#### WHAT THE TASK ASKS
Copy out the part of the data below that opens with the line containing "A note for the class: find the grassy hillside" and runs through the end of the data, changing "drop" to "place" and leaving everything else unchanged.
### INFORMATION SUPPLIED
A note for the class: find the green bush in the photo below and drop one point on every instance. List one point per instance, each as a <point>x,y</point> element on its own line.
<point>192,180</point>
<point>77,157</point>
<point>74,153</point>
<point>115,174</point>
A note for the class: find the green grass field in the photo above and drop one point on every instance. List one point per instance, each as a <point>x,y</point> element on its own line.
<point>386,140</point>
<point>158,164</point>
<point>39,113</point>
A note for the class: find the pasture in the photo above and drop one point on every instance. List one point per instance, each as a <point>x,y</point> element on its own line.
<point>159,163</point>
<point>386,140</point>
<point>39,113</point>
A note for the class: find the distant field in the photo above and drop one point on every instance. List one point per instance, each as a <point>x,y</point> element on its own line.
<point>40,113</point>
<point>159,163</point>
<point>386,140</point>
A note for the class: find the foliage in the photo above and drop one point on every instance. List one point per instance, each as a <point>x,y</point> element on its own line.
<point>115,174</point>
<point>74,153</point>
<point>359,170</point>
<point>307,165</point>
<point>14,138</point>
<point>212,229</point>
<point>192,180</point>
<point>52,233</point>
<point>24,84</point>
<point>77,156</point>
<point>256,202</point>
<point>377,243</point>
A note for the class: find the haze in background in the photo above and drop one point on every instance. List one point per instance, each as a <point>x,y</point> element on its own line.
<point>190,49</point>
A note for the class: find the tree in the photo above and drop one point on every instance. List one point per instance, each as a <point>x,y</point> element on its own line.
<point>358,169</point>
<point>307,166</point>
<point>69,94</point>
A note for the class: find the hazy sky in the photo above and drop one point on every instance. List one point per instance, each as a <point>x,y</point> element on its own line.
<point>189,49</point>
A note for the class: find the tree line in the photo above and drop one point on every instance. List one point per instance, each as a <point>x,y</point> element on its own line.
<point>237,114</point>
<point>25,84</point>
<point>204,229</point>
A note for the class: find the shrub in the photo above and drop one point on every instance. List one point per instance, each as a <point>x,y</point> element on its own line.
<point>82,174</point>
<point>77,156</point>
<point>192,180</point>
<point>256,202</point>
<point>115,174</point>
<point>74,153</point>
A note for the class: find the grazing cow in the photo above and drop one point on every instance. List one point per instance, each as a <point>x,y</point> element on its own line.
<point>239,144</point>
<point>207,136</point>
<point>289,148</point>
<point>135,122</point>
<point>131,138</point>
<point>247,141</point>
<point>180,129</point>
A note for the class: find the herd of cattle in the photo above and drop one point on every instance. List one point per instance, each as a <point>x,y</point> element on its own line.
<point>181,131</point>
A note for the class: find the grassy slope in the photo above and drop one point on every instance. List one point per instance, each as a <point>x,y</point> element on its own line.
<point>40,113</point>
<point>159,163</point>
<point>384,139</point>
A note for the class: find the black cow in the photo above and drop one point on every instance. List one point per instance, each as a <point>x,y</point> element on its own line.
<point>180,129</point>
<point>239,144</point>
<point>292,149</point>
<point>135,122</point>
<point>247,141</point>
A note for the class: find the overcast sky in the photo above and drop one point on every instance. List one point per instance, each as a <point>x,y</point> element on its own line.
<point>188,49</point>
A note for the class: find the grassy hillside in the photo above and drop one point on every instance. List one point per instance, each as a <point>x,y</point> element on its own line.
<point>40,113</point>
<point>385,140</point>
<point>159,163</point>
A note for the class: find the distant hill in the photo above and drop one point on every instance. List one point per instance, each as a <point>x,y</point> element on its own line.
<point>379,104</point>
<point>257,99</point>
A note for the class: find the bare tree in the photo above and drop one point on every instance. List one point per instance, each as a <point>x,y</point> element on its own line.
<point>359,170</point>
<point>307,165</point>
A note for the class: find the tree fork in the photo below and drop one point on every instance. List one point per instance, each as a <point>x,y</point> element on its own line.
######
#### REPLY
A note for the class: find the grassy hillside in the photo above and place one point on every instance. List one point per instance, each as a <point>x,y</point> element on its own line.
<point>40,113</point>
<point>385,140</point>
<point>159,163</point>
A note for the class: find the distant hill in the photo above and place one point on every instance. List one point per instance, each as a <point>x,y</point> element on its own line.
<point>379,104</point>
<point>257,99</point>
A note for the class: find the bare tree in the photo above and place one point on every instance. List one point per instance, each as a <point>x,y</point> element on its own line.
<point>359,170</point>
<point>307,165</point>
A note for the class: find the tree fork in the photo below and place one point on every instance. List one point per instance, each as a <point>x,y</point> element on its own line.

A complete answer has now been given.